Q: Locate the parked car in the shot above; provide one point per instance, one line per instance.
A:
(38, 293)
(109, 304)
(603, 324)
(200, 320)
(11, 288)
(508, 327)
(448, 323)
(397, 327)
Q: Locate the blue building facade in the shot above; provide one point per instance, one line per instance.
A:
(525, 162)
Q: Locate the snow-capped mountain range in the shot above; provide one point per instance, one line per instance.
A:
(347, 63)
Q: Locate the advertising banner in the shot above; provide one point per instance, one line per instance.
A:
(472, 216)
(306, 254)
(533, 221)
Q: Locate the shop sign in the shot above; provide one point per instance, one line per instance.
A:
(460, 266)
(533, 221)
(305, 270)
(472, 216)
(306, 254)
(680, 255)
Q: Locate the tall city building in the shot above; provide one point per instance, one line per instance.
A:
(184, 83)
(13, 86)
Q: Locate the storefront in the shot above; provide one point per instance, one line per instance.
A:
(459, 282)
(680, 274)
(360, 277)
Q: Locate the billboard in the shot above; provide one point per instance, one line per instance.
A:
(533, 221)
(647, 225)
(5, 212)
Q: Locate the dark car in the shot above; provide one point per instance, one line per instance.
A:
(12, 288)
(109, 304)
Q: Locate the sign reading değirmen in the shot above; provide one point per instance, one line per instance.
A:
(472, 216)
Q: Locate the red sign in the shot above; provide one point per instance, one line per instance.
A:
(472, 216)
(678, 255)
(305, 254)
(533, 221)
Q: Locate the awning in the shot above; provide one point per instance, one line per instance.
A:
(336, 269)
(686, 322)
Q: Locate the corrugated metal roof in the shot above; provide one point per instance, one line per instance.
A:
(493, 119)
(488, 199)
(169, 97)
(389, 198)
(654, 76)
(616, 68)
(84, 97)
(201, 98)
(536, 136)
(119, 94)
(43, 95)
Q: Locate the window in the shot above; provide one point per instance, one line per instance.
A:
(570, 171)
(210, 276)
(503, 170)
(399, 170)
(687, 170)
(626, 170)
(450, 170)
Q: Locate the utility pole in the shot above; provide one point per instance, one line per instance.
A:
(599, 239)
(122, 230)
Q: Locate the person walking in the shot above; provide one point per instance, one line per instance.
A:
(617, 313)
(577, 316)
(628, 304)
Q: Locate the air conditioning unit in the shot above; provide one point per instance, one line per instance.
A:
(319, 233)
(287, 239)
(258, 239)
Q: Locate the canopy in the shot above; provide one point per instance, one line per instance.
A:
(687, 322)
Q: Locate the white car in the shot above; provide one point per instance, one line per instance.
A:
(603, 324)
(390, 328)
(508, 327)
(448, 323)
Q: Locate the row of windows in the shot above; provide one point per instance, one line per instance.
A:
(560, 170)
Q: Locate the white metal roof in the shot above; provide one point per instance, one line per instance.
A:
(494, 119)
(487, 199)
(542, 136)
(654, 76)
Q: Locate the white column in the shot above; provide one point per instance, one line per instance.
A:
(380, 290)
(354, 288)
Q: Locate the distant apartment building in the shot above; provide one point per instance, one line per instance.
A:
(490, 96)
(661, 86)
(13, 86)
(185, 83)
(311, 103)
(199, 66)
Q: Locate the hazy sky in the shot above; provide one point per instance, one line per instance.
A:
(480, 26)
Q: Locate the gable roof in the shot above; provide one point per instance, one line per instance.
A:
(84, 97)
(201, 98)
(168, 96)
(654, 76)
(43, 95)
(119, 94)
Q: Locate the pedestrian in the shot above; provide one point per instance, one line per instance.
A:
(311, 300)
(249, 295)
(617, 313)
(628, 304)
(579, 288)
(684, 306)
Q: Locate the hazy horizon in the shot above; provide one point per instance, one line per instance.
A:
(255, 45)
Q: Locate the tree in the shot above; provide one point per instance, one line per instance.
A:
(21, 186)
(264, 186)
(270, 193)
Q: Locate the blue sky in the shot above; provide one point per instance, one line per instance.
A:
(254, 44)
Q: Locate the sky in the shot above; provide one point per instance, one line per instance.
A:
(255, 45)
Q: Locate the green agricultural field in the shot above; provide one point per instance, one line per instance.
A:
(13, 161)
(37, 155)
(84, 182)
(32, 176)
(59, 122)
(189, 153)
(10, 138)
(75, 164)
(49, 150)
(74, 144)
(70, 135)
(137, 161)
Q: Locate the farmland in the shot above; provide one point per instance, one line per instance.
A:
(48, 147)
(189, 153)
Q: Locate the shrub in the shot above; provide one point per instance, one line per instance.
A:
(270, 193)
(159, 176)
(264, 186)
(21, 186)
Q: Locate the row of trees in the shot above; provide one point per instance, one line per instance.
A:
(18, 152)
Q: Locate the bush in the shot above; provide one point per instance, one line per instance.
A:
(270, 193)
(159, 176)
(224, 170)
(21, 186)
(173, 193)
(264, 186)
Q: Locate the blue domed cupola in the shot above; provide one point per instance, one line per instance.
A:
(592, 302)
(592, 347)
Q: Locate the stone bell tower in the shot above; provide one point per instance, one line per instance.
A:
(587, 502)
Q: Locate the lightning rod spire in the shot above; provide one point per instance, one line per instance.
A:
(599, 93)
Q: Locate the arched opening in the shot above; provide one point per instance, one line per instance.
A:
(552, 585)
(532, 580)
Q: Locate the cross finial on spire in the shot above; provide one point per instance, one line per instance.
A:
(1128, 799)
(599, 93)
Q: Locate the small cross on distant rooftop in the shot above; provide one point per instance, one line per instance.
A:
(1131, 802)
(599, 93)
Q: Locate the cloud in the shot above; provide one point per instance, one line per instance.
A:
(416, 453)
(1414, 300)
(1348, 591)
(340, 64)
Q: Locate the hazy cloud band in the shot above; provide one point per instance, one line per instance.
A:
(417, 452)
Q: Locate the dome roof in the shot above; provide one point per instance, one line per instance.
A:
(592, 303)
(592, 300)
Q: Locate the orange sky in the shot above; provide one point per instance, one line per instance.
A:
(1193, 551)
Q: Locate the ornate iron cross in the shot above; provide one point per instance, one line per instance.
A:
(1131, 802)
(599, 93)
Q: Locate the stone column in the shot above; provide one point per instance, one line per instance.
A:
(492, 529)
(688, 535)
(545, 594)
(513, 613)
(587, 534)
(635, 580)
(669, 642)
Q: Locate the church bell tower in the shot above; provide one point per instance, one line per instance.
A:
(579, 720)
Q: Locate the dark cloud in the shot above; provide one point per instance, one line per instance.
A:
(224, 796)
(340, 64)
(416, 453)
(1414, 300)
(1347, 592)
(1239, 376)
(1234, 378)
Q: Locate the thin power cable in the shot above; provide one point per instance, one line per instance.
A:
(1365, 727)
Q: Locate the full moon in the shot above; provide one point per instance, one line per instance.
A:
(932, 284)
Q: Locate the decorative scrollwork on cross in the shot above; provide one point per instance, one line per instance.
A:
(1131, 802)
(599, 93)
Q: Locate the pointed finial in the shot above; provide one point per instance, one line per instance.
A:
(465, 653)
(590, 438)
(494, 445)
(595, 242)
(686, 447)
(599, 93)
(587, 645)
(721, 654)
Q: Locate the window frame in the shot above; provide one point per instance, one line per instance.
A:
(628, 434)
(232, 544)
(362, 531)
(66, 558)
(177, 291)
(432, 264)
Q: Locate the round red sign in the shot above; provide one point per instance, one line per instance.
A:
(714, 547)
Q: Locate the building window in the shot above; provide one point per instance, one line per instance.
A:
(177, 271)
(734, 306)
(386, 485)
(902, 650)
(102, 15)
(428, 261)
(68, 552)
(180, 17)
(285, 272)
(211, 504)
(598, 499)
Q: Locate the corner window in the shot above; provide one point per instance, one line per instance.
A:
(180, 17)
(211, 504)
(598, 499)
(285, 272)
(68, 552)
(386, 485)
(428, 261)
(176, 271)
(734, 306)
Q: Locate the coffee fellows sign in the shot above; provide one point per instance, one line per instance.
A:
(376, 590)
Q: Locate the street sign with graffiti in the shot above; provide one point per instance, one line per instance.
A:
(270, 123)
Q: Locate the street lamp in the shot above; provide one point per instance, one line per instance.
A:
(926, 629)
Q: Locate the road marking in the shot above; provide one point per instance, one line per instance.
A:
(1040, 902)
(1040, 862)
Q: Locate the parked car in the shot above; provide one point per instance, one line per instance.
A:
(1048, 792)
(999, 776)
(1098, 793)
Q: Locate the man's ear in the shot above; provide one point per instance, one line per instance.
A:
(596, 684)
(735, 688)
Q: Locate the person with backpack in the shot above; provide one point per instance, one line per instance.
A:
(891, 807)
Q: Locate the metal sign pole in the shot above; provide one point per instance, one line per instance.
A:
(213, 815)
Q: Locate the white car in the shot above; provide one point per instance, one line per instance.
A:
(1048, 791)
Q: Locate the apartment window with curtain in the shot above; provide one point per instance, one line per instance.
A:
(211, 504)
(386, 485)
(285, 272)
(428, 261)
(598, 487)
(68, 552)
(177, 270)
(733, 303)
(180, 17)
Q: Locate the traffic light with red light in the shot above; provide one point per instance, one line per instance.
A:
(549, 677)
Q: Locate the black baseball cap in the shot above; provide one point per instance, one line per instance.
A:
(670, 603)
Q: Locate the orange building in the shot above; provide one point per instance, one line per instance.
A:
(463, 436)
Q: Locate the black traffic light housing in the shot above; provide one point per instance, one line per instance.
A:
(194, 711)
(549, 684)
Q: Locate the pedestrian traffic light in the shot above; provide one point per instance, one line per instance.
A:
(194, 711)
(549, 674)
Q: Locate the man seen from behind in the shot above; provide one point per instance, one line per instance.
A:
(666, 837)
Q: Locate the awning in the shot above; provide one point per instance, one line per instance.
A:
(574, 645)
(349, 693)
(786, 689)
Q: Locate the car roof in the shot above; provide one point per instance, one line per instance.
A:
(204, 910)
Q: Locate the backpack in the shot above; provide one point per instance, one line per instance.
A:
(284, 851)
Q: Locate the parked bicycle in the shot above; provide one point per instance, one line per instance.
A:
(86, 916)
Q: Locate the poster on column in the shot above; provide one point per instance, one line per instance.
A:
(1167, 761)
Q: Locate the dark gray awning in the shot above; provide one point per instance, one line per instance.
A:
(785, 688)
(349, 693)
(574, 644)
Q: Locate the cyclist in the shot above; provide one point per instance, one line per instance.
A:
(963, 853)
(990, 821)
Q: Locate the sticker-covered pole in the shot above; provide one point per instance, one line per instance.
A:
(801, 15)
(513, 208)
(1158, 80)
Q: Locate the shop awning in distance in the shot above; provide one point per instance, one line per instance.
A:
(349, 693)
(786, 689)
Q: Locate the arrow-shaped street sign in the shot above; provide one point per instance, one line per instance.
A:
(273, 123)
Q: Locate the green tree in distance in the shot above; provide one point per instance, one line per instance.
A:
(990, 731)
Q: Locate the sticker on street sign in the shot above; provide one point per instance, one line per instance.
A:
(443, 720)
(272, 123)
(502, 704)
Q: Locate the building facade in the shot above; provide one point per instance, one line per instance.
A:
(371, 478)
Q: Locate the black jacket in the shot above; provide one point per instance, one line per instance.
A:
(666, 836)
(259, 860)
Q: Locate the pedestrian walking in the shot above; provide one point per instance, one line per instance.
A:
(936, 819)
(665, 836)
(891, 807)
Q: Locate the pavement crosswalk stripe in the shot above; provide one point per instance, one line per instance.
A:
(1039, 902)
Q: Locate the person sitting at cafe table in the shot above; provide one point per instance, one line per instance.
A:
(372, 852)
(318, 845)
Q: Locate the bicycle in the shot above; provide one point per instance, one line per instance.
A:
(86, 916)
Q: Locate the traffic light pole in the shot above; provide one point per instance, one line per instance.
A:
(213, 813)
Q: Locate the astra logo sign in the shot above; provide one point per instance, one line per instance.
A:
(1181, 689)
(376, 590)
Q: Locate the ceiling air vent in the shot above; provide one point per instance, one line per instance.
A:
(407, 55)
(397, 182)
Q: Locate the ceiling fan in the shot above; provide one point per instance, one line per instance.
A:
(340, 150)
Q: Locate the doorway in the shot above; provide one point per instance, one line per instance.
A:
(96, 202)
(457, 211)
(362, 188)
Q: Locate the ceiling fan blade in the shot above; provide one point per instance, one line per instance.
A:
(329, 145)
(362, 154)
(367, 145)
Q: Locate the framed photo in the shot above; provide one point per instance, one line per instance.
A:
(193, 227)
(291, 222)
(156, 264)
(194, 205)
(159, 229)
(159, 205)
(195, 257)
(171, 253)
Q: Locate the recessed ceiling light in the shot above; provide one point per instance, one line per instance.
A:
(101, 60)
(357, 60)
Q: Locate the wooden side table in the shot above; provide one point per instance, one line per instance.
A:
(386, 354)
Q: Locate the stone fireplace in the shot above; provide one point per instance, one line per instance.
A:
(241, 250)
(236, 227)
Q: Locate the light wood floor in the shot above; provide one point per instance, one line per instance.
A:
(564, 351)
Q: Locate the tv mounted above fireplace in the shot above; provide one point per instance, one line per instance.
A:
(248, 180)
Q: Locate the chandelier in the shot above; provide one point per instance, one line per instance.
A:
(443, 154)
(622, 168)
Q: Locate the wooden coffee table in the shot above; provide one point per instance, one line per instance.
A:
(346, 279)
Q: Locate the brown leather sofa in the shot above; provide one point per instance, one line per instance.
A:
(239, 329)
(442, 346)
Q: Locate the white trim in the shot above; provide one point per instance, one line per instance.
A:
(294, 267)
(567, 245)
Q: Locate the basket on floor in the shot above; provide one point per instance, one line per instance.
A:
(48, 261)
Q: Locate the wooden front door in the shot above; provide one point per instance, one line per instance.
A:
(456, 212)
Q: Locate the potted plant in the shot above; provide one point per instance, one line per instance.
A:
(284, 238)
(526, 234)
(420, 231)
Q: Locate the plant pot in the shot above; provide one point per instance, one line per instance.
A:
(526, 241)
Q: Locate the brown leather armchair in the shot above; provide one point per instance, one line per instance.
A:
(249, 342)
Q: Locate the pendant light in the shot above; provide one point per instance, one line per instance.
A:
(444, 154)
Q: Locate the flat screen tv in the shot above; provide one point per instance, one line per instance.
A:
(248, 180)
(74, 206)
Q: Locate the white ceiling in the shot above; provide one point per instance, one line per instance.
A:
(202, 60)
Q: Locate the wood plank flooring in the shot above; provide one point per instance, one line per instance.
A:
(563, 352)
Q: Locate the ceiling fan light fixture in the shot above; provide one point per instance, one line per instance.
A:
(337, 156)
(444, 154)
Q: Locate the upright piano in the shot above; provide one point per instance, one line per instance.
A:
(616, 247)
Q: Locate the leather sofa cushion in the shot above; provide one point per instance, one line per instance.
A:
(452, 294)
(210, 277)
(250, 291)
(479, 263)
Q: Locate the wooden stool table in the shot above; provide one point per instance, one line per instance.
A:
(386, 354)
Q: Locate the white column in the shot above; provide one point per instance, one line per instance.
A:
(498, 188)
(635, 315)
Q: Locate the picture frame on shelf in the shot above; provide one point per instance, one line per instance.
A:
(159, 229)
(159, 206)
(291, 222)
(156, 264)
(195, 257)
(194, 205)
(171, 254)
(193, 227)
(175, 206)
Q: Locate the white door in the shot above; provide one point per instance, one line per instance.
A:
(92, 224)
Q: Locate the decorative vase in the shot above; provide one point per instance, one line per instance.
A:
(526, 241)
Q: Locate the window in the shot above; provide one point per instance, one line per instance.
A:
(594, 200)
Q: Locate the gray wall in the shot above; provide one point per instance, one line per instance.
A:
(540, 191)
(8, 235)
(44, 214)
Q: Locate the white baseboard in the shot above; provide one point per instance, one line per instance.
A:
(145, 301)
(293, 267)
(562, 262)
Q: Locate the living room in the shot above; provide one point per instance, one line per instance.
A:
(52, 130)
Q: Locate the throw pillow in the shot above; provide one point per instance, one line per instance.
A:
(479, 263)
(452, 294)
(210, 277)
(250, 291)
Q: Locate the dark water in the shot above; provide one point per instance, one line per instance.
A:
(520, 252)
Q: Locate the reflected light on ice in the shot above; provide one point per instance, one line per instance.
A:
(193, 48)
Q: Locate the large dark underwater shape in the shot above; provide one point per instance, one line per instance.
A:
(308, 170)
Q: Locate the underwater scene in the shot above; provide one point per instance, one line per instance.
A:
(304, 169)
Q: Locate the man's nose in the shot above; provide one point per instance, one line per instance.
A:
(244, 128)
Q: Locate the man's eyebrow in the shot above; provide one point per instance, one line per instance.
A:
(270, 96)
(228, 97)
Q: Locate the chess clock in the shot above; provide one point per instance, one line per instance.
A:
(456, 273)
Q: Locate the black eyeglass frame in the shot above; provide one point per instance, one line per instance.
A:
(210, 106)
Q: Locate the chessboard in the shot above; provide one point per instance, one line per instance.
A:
• • • • • • •
## ASSIGNMENT
Looking at the records above, please output exactly the lines that run from the one holding "Q: Locate the man's eyebrow" to the final line, and only those.

## RESULT BELOW
Q: Locate the man's eyebrow in the shot above; provide one point per instance, one line per instance.
A:
(270, 96)
(228, 97)
Q: Locate the chess clock in the shot above; provide one point per instance, one line per instance.
A:
(456, 273)
Q: Locate the black eyeglass frame in the shot above; provide one point per instance, one line per instance.
A:
(210, 106)
Q: Locate the chessboard in the shot above; provide one point per instance, one line per instance.
A:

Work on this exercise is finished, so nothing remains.